▶ **PROBLEMS TO SOLVE**
[A] Reproduce the passage of the poetry interview starting with "Those experiences seemed" and going on through "chapbook out.".
[B] Based on the poetry interview, say whether each statement agrees with it, answering yes or no and quoting the deciding words: (i) The poet's first chapbook came out in 2007. (ii) "Necessary Work" was selected for its prize by Cecilia Woloch. (iii) Ghost Tongue is published by Blood Pudding Press.
[C] List every publisher that the poetry interview gives in parentheses for the poet's chapbooks and full-length book.

** start ARTICLE **

JG: You have had a very prolific past year or two (or three), with
two chapbooks Absence
of Stars (Dancing
Girl Press) and Bone
of My Bone (Blood
Pudding Press) having come out this summer, and your first full-length Louder than Everything You Love (ELJ Publications)
coming out at the end of the year, with another chapbook Ghost Tongue (Porkbelly Press) forthcoming in 2016. I
don’t think I’ve ever seen such publication productivity from a single poet
within such a short time frame. What has propelled you to publish so much at
this time? Is it the subject matter that pushes you to be so prolific, or
something else? Or, is this a backlog of work that just happens to be coming to
publication fruition all at once?
NR: I read this
interview recently with poet Cecilia Woloch where she said something to the
effect that she had really been writing for decades and then all at once, it
seemed like the poems came and assembled themselves into chapbooks and books. I
published one of my first submitted poems in Alaska Quarterly Review in 2001 right after I finished graduate
school, and then my first chapbook came out in 2007. And then I didn’t really
publish anything until 2012. During that five years, I had my first child and I
was writing, but not actively focused on getting the work out there. My
daughter and son were born four years apart – I had difficult pregnancies with
both; both were born early (my son nine weeks) and spent weeks in the NICU.
Those experiences seemed to catalyze my writing, which contained love, grief,
vulnerability and the desire to create art, since time had become so scarce and
precious. So to answer your question, I’ve written many poems along the way,
and it seemed that in 2014, after workshopping with other poets, the
manuscripts started to assemble in front of me. I had years of writing and
cultivating and honing, and then something shifted and I was able to put
together collections. One other thing that I wanted to mention is that a poem,
“Necessary Work,” that I wrote about my daughter’s time in the NICU, when I was
just frantic with worry, won Ruminate Magazine’s Janet B. McCabe Poetry Prize
in 2012, and was selected by Li-Young Lee, a poet I admire so much. That was
the moment, I think, that put me on the track to focusing on getting a second
chapbook out.
JG: Is there any poem in your repertoire that you think hasn’t
gotten the attention it deserved, or that you would like to highlight? If so,
please tell us about why it is important to you.
NR: “Labor” is an
important poem to Absence of Stars.

** end ARTICLE **
** start SUPPLIED INFORMATION **

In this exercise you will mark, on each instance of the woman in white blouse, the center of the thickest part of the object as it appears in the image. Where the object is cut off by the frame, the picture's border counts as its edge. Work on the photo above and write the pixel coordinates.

** end SUPPLIED INFORMATION **

▶ **TASK RESULTS**
[A]
Those experiences seemed to catalyze my writing, which contained love, grief,
vulnerability and the desire to create art, since time had become so scarce and
precious. So to answer your question, I’ve written many poems along the way,
and it seemed that in 2014, after workshopping with other poets, the
manuscripts started to assemble in front of me. I had years of writing and
cultivating and honing, and then something shifted and I was able to put
together collections. One other thing that I wanted to mention is that a poem,
“Necessary Work,” that I wrote about my daughter’s time in the NICU, when I was
just frantic with worry, won Ruminate Magazine’s Janet B. McCabe Poetry Prize
in 2012, and was selected by Li-Young Lee, a poet I admire so much. That was
the moment, I think, that put me on the track to focusing on getting a second
chapbook out.

[B]
(i) Yes: "my first chapbook came out in 2007."
(ii) No: "was selected by Li-Young Lee, a poet I admire so much."
(iii) No: "Ghost Tongue (Porkbelly Press) forthcoming in 2016."

[C] Dancing Girl Press, Blood Pudding Press, ELJ Publications, Porkbelly Press